- _DOCUMENT EXCERPT_:
Vitamin E is found in plant-based oils, nuts, seeds, fruits, and vegetables.

  • Wheat germ oil
  • Sunflower, safflower, and soybean oil
  • Sunflower seeds
  • Almonds
  • Peanuts, peanut butter
  • Beet greens, collard greens, spinach
  • Pumpkin
  • Red bell pepper
  • Asparagus
  • Mango
  • Avocado
Signs of Deficiency

Because vitamin E is found in a variety of foods and supplements, a deficiency in the U.S. is rare. People who have digestive disorders or do not absorb fat properly (e.g., pancreatitis, cystic fibrosis, celiac disease) can develop a vitamin E deficiency. The following are common signs of a deficiency:

  • Retinopathy (damage to the retina of the eyes that can impair vision)
  • Peripheral neuropathy (damage to the peripheral nerves, usually in the hands or feet, causing weakness or pain)
  • Ataxia (loss of control of body movements)

- _SOURCE DATA_:
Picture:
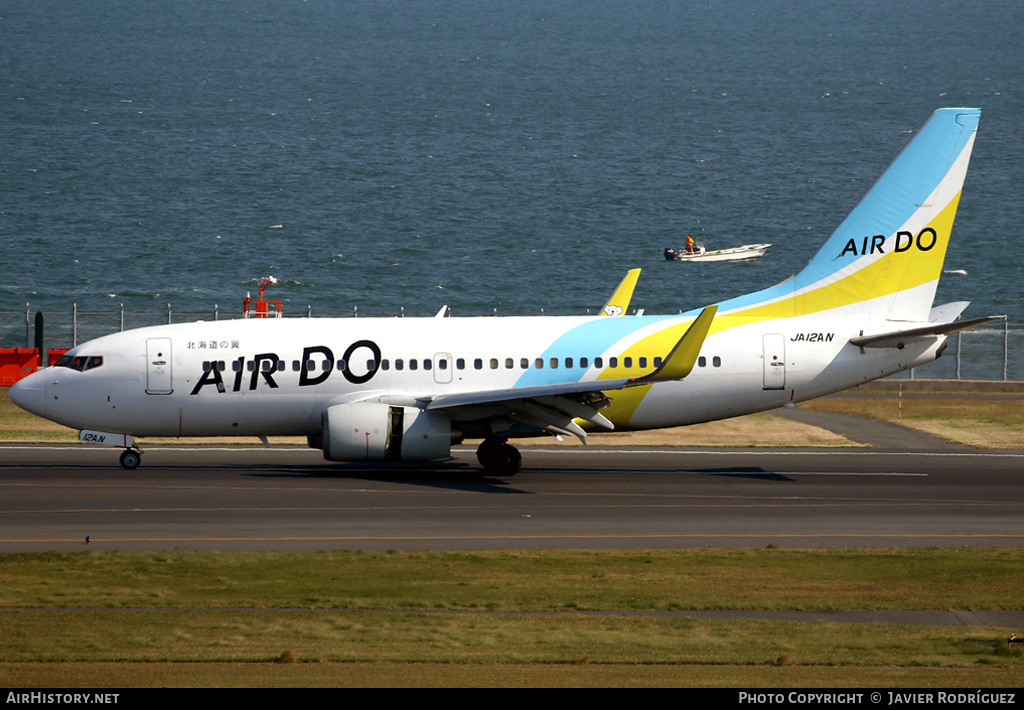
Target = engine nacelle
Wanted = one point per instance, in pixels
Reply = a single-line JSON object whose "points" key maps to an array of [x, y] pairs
{"points": [[374, 431]]}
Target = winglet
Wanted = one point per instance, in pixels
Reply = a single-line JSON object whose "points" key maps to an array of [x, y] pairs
{"points": [[683, 357], [620, 300]]}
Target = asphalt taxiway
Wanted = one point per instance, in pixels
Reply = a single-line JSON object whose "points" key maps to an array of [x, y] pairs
{"points": [[288, 498]]}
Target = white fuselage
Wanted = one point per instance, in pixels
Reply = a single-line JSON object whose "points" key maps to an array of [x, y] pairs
{"points": [[274, 377]]}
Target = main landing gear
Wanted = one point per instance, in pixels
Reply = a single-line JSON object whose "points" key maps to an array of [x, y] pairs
{"points": [[499, 457], [131, 458]]}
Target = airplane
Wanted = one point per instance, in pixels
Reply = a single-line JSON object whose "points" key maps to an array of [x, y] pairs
{"points": [[397, 389]]}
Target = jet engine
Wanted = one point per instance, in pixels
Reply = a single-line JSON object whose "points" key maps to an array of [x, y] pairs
{"points": [[375, 431]]}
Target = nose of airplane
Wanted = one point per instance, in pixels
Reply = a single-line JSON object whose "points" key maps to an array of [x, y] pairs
{"points": [[30, 393]]}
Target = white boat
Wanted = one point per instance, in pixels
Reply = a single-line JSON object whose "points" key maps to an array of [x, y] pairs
{"points": [[699, 253]]}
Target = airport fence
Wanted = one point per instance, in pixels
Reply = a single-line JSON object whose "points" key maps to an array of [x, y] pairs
{"points": [[993, 351]]}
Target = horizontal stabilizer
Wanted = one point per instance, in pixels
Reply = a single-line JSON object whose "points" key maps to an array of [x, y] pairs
{"points": [[900, 338]]}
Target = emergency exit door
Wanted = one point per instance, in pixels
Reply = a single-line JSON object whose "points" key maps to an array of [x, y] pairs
{"points": [[158, 366]]}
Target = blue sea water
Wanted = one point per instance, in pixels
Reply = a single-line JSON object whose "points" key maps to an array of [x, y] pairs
{"points": [[518, 156]]}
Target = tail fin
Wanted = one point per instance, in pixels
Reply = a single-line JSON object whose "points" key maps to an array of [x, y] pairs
{"points": [[885, 259]]}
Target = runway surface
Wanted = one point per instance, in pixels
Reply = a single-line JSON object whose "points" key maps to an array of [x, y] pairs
{"points": [[250, 497]]}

- _TASKS TO PERFORM_:
**1)** Can you write out the part of the vitamin E text starting at "Because vitamin E" and ending at "can impair vision)"?
**2)** According to the vitamin E text, why is a vitamin E deficiency rare in the U.S.?

- _SOLVED PROBLEMS_:
**1)**
Because vitamin E is found in a variety of foods and supplements, a deficiency in the U.S. is rare. People who have digestive disorders or do not absorb fat properly (e.g., pancreatitis, cystic fibrosis, celiac disease) can develop a vitamin E deficiency. The following are common signs of a deficiency:

  • Retinopathy (damage to the retina of the eyes that can impair vision)

**2)** A vitamin E deficiency is rare in the U.S. because vitamin E is found in a variety of foods and supplements.